◆ To do: Arrange every line of the items below as a JSON list of strings, with one string per line and blank lines omitted.
Dataset entries start
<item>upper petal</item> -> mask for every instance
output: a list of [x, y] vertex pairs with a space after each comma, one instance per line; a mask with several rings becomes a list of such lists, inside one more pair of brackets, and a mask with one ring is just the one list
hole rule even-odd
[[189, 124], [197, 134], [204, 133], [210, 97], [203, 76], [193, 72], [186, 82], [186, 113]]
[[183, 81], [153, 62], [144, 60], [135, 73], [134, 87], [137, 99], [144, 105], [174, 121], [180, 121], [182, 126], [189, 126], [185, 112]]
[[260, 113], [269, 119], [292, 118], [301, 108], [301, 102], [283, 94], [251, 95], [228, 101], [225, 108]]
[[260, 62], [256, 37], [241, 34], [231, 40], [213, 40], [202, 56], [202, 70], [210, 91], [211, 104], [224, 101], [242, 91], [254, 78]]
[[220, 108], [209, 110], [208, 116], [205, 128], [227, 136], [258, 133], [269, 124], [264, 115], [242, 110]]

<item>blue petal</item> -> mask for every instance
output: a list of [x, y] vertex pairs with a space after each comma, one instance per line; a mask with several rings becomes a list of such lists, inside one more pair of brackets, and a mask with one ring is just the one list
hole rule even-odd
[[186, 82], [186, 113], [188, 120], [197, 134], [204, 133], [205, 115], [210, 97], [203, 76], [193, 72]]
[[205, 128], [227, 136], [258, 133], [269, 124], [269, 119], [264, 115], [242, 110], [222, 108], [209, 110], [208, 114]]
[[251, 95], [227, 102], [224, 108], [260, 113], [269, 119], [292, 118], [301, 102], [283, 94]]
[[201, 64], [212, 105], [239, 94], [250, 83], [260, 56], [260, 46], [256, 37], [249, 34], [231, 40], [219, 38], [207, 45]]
Dataset entries end
◆ Task answer:
[
  "<item>upper petal</item> -> mask for every instance",
  "output: a list of [x, y] vertex pairs with a space after each comma, one instance per line; a mask with several rings becomes a list of such lists, inside one more pair of brackets, and a mask with one ring is just the one list",
  "hole rule even-odd",
  "[[189, 124], [197, 134], [204, 133], [210, 97], [203, 76], [193, 72], [186, 82], [186, 113]]",
  "[[183, 81], [153, 62], [144, 60], [135, 73], [134, 87], [137, 99], [144, 105], [174, 121], [180, 121], [182, 126], [189, 126], [185, 112]]",
  "[[260, 113], [269, 119], [292, 118], [301, 108], [301, 102], [283, 94], [251, 95], [228, 101], [225, 108]]",
  "[[260, 62], [256, 37], [241, 34], [231, 40], [213, 40], [202, 56], [202, 70], [210, 91], [211, 104], [224, 101], [242, 91], [254, 78]]",
  "[[220, 108], [209, 110], [208, 116], [205, 128], [227, 136], [258, 133], [269, 124], [264, 115], [242, 110]]",
  "<item>blue petal</item> -> mask for every instance",
  "output: a list of [x, y] vertex pairs with a space after each comma, one instance per line; a mask with several rings becomes a list of such lists, inside one more pair of brackets, and a mask with one ring is just the one list",
  "hole rule even-odd",
  "[[186, 82], [186, 113], [188, 120], [197, 134], [204, 133], [205, 115], [210, 97], [203, 76], [193, 72]]",
  "[[205, 128], [227, 136], [258, 133], [269, 124], [269, 119], [264, 115], [242, 110], [222, 108], [209, 110], [208, 114]]",
  "[[251, 95], [227, 102], [224, 108], [260, 113], [269, 119], [292, 118], [301, 102], [283, 94]]",
  "[[201, 64], [212, 105], [239, 94], [250, 83], [260, 56], [260, 46], [256, 37], [249, 34], [231, 40], [219, 38], [207, 45]]"
]